» **SOURCE EXTRACT**:

§ §

Paradoxically, it is only in the arena of religious faith—despite the elements in Calvinism that Stowe deplores—that society allows a woman such as Mary to be the equal or superior of any man, no matter what his learning or institutional office. At the same time, Stowe suggests that the impossibly high standards for salvation and full church membership, as promoted by Hopkins and other followers of Edwards, are much to blame for inadvertently alienating the James Marvyns and Aaron Burrs of the world from Christianity. The damage sometimes wrought by such disturbing doctrines as predestination is painfully evident in the scene at the Marvyn home when word comes that James is lost at sea. Mrs. Marvyn is a deeply sensitive and well read woman who cannot help fearing that she fails to meet the strict criteria for salvation set forth by her religious community. Worse yet, she fears for the souls of those she loves and thus is thrown into agonies lest James has been condemned for all eternity. (Mrs. Marvyn is commonly thought to be modeled on the author's sister, Catherine, who suffered similar distress upon her fiancé's death). Neither Mr. Marvyn nor Mary can halt the tide of the mother's near-insane despair: "The number of the elect is so small we can scarce count them for anything! Think what noble minds, what warm generous hearts, what splendid natures are wrecked and thrown away by thousands and tens of thousands!" she cries out in honest rage (199). "It is not right! … I never can think it right,—never!" (200). It is Candace, the maternal African freedwoman, who brings Mrs. Marvyn some measure of comfort as she challenges the teachings of their church with her description of a compassionate Christ whose love cannot possibly be less than that of fallen human creatures.

Dickinson parallels the reactions of Stowe's characters in such poems as Fr1675/J1601:

Of God we ask one favor,
That we may be forgiven—
For what, he is presumed to know—
The Crime, from us, is hidden—

Similarly, in Fr1752/1719 she describes a "jealous" Deity who "cannot bear to see / That we had rather not with Him / But with each other play." Dickinson's poems repeatedly express torments lest the world to come be less precious than the beauty and relationships enjoyed on earth. Nevertheless, in other poems she finds her way to an image of Christ much like that of Stowe's Candace, as Dorothy Huff Oberhaus has explained.

On the whole, The Minister's Wooing is not so much a forum for conventional piety as it is an effort to take seriously the emotional and philosophical problems arising within Puritan culture and to dramatize them through the interaction of characters as lively as many in the novels of Charles Dickens. Even if some readers cannot find Mary credible, Stowe lavishes vivid description and considerable wit upon her portraits of Mrs. Katy Scudder, Miss Prissy, Cerinthy Ann, Madame de Frontignac, and several minor characters from the community. The resulting heteroglossia is delightfully illustrated by Miss Prissy's description of Madame de Frontignac's decoration of the best room for Mary's wedding:

… she spent nobody knows what time in going round and getting evergreens and making wreaths, and putting up green boughs over the pictures, so that the room looked just like the Episcopal Church at Christmas. In fact, Mrs. Scudder said, if it had been Christmas, she shouldn't have felt it right, but, as it was, she didn't think anybody would think it any harm.

§ §

» **WHAT TO DO**:
Please mark each statement yes or no according to the passage on Stowe's novel, and quote the words from it that decide each one: (a) Candace gives Mrs. Marvyn some comfort; (b) Mr. Marvyn is able to stop his wife's despair; (c) Mrs. Scudder says she would have felt the decorations right if it had been Christmas.

» **PROVIDED DATA**:

§ §

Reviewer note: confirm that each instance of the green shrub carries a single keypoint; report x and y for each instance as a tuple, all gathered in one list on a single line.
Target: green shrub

§ §

» **SOLVED EXERCISE**:
(a) Yes: "It is Candace, the maternal African freedwoman, who brings Mrs. Marvyn some measure of comfort"
(b) No: "Neither Mr. Marvyn nor Mary can halt the tide of the mother's near-insane despair"
(c) No: "if it had been Christmas, she shouldn't have felt it right"